• **Exercise requirements**: What you return must match the records below exactly, down to each character.

• **Dataset content**:
-*-

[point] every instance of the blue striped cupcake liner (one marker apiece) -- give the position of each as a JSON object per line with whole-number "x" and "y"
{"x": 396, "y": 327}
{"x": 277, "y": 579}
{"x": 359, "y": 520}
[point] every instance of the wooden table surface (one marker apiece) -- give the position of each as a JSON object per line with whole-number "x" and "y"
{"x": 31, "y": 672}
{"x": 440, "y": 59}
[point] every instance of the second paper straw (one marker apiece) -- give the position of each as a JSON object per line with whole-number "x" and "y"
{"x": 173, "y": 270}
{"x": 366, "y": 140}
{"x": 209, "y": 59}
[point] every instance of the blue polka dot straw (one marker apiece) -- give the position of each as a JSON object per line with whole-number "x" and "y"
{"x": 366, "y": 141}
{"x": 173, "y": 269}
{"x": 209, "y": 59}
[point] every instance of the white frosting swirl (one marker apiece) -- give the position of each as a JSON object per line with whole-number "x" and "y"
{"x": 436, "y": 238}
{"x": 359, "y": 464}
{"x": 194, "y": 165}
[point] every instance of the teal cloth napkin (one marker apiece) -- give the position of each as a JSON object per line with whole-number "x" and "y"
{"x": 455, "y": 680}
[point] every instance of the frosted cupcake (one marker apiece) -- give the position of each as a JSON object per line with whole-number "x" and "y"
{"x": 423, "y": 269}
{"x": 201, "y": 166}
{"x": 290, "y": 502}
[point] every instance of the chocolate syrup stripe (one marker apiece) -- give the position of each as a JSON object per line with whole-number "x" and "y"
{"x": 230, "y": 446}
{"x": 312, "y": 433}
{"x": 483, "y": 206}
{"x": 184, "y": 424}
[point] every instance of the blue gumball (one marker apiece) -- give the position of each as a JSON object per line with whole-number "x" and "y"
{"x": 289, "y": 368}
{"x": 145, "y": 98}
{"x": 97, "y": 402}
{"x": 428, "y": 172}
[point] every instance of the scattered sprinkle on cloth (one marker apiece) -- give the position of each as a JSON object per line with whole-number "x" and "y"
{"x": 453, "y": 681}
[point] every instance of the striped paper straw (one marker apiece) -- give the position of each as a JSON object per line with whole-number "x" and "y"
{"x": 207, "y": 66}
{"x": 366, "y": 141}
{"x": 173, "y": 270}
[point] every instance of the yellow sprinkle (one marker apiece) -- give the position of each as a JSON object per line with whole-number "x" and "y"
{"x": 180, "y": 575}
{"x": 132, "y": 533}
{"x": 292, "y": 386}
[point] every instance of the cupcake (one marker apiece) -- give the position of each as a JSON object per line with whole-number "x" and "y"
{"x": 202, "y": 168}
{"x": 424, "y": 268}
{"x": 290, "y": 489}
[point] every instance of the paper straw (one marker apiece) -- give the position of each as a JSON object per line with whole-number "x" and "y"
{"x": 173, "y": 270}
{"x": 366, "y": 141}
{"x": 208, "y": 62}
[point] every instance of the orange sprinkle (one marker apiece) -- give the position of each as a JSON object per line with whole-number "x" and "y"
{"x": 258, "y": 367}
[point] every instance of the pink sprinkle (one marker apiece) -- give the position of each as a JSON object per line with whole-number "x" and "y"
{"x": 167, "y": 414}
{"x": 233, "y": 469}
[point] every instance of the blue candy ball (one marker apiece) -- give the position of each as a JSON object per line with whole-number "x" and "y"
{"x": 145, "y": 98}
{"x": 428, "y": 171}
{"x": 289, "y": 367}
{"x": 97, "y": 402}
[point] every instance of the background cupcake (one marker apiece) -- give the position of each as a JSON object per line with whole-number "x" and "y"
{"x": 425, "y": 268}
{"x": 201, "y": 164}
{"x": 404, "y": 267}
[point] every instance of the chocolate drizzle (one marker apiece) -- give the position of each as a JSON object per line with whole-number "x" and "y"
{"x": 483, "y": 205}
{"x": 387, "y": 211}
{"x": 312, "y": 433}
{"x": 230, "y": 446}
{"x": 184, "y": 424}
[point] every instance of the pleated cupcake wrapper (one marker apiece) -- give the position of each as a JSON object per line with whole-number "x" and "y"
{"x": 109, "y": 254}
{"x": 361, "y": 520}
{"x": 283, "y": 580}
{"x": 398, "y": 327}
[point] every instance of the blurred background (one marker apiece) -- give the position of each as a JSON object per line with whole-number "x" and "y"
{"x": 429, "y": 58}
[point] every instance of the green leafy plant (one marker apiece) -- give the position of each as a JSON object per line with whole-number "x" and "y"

-*-

• **Solution**:
[point] every instance of the blue striped cupcake liner (one marker apiece) -- give the position of each as a JSON object per line with whole-number "x" and "y"
{"x": 396, "y": 327}
{"x": 277, "y": 579}
{"x": 359, "y": 520}
[point] every instance of the wooden table surface (one marker apiece) -- give the position of each as a JSON object per line with whole-number "x" and "y"
{"x": 31, "y": 672}
{"x": 440, "y": 59}
[point] every instance of the second paper straw (one marker apiece) -- give the position of each as a JSON object per line with whole-number "x" and "y"
{"x": 173, "y": 270}
{"x": 366, "y": 140}
{"x": 209, "y": 59}
[point] every instance of the blue polka dot straw (one marker apiece) -- give the position of each as a JSON object per line with whole-number "x" and "y"
{"x": 366, "y": 141}
{"x": 173, "y": 269}
{"x": 209, "y": 59}
[point] every instance of the white frosting swirl (one marker apiece) -- give the position of each as a JSON object per line with whole-number "x" and "y"
{"x": 436, "y": 238}
{"x": 359, "y": 464}
{"x": 194, "y": 165}
[point] every instance of the teal cloth napkin (one marker apiece) -- give the position of each as a JSON object per line with whole-number "x" and "y"
{"x": 455, "y": 680}
[point] every instance of the frosted cupcake (one marker apiece) -- give the position of each as a JSON object per line with whole-number "x" and "y"
{"x": 423, "y": 269}
{"x": 201, "y": 166}
{"x": 290, "y": 502}
[point] every instance of the chocolate syrup stripe (one marker apiece) -- give the position of each as a JSON object per line with whole-number "x" and "y"
{"x": 230, "y": 446}
{"x": 312, "y": 433}
{"x": 483, "y": 206}
{"x": 184, "y": 424}
[point] every instance of the blue gumball (one marker apiece) -- give the position of each as a JSON object per line with whole-number "x" and "y"
{"x": 289, "y": 368}
{"x": 145, "y": 98}
{"x": 97, "y": 402}
{"x": 428, "y": 172}
[point] every instance of the scattered sprinkle on cloth (one marker apiece) -- give the position of each as a JSON object per line with whole-number "x" and "y"
{"x": 453, "y": 681}
[point] every instance of the striped paper straw (one marker apiece) -- give the position of each as a JSON object per line with whole-number "x" and "y"
{"x": 207, "y": 66}
{"x": 366, "y": 141}
{"x": 173, "y": 270}
[point] every instance of the yellow sprinkle (one marker apiece) -- give the position of each as a JSON object per line with whole-number "x" and "y"
{"x": 180, "y": 575}
{"x": 132, "y": 533}
{"x": 292, "y": 386}
[point] every instance of the cupcake (one marker apiece) -- give the position of each as a JSON object per line with whole-number "x" and "y"
{"x": 202, "y": 168}
{"x": 424, "y": 268}
{"x": 290, "y": 489}
[point] every instance of the paper straw (one marker apiece) -- give the position of each as a JSON object per line with whole-number "x" and "y"
{"x": 173, "y": 270}
{"x": 366, "y": 141}
{"x": 208, "y": 62}
[point] every instance of the orange sprinkle (one marker apiece) -- give the position of each as a JSON object per line with whole-number "x" and "y"
{"x": 258, "y": 367}
[point] every instance of the pink sprinkle (one marker apiece) -- give the position of each as a JSON object per line with whole-number "x" and "y"
{"x": 167, "y": 414}
{"x": 233, "y": 469}
[point] every instance of the blue candy ball (one marker apiece) -- give the position of each as a JSON object per line with whole-number "x" and "y"
{"x": 145, "y": 98}
{"x": 428, "y": 171}
{"x": 289, "y": 367}
{"x": 97, "y": 402}
[point] every instance of the background cupcake (one marker apiece) -- give the position of each as a JSON object per line with whole-number "x" and "y"
{"x": 425, "y": 268}
{"x": 201, "y": 164}
{"x": 404, "y": 267}
[point] every instance of the chocolate drizzle (one marker apiece) -- give the position of each as a JSON object per line with whole-number "x" and "y"
{"x": 483, "y": 205}
{"x": 387, "y": 211}
{"x": 312, "y": 433}
{"x": 230, "y": 446}
{"x": 184, "y": 424}
[point] every instance of the pleated cupcake wrapper (one marker apiece) -- give the position of each as a JSON object per line with whole-number "x" and "y"
{"x": 109, "y": 254}
{"x": 361, "y": 520}
{"x": 283, "y": 580}
{"x": 398, "y": 327}
[point] every instance of the blurred background (one marker apiece) -- give the position of each as a JSON object per line with whole-number "x" and "y"
{"x": 429, "y": 58}
[point] every instance of the green leafy plant (one marker apiece) -- give the position of each as a JSON object per line with whole-number "x" and "y"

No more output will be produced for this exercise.